**CONSIGNE**
Comptez les lignes ci-dessous où figure le mot « baseboard ». Donnez seulement ce nombre.

▶

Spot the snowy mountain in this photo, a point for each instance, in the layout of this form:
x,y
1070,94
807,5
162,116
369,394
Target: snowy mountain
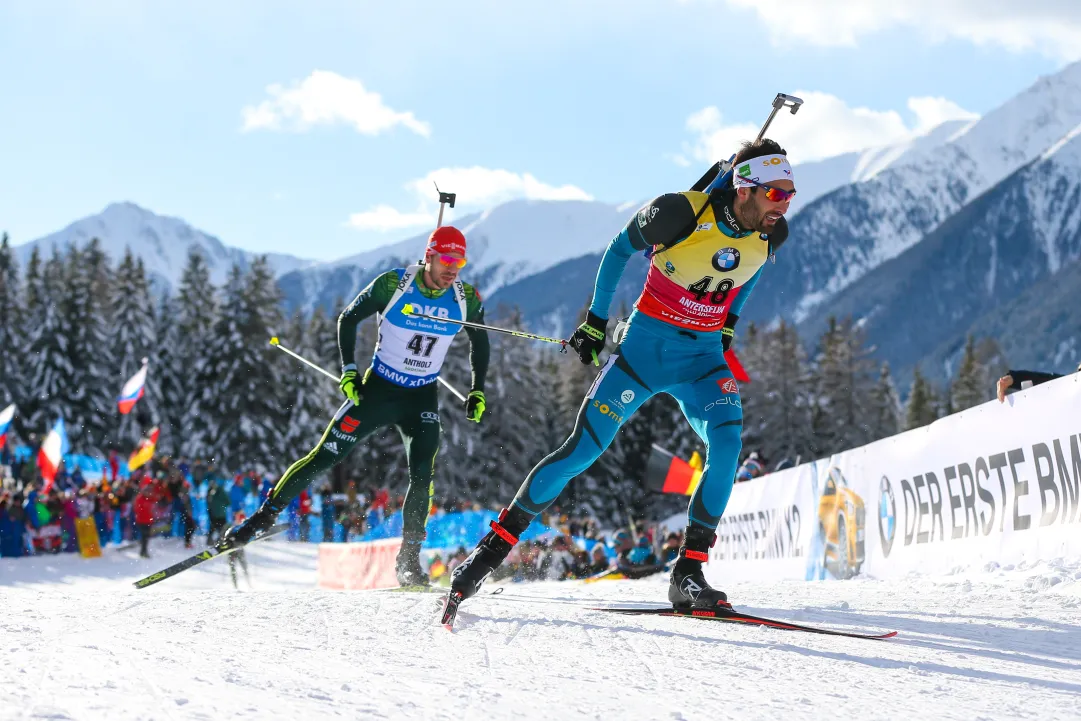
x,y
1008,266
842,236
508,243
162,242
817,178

◀
▶

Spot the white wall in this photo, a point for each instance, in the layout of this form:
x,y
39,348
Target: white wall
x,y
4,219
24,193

◀
▶

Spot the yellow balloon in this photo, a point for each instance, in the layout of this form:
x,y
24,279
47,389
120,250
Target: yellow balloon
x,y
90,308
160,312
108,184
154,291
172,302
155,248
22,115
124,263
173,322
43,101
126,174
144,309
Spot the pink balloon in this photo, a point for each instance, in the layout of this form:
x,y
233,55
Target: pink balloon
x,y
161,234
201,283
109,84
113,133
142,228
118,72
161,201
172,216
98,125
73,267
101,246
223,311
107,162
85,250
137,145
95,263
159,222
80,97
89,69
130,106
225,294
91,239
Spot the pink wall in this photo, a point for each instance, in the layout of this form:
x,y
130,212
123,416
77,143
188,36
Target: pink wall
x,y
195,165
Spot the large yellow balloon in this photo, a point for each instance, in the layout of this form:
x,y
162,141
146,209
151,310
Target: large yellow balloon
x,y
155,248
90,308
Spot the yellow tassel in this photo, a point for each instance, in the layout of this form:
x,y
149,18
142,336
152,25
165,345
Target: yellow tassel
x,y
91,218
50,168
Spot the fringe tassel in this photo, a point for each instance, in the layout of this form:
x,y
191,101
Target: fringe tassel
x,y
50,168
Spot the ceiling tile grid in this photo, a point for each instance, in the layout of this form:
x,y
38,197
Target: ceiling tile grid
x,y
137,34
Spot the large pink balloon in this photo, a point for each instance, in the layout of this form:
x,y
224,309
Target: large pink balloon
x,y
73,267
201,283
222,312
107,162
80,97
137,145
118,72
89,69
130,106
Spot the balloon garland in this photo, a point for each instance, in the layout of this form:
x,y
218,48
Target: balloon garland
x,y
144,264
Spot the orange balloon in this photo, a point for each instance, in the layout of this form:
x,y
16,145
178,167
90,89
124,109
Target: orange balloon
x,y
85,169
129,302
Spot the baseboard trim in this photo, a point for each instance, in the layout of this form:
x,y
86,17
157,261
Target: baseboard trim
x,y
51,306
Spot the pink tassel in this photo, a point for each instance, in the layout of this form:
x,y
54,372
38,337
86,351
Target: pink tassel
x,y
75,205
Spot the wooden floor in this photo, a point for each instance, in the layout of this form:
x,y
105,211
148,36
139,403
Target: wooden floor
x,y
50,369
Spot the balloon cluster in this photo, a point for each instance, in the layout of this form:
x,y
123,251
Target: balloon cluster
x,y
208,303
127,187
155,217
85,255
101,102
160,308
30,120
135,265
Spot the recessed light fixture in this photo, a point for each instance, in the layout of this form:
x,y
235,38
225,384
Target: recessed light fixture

◀

**SOLUTION**
2